● **SOURCE RECORDS**
• • • •

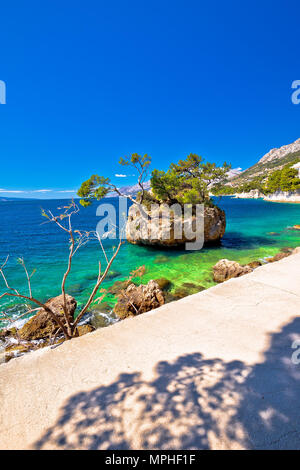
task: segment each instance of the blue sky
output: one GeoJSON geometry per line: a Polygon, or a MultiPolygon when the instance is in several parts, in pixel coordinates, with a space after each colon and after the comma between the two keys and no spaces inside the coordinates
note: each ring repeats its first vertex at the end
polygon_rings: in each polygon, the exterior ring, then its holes
{"type": "Polygon", "coordinates": [[[69,197],[93,173],[133,184],[114,176],[132,152],[247,168],[296,140],[299,14],[276,0],[2,2],[0,195],[69,197]]]}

• • • •

● **WHAT IS NEEDED**
Across the listing above, find all lines where the word "instance" is present and copy them.

● **TASK RESPONSE**
task: segment each instance of the blue sky
output: one GeoJSON geometry per line: a Polygon, or a MultiPolygon when the instance is in several parts, in pixel coordinates, with a space after each colon and after the comma between the two keys and no spaces inside the coordinates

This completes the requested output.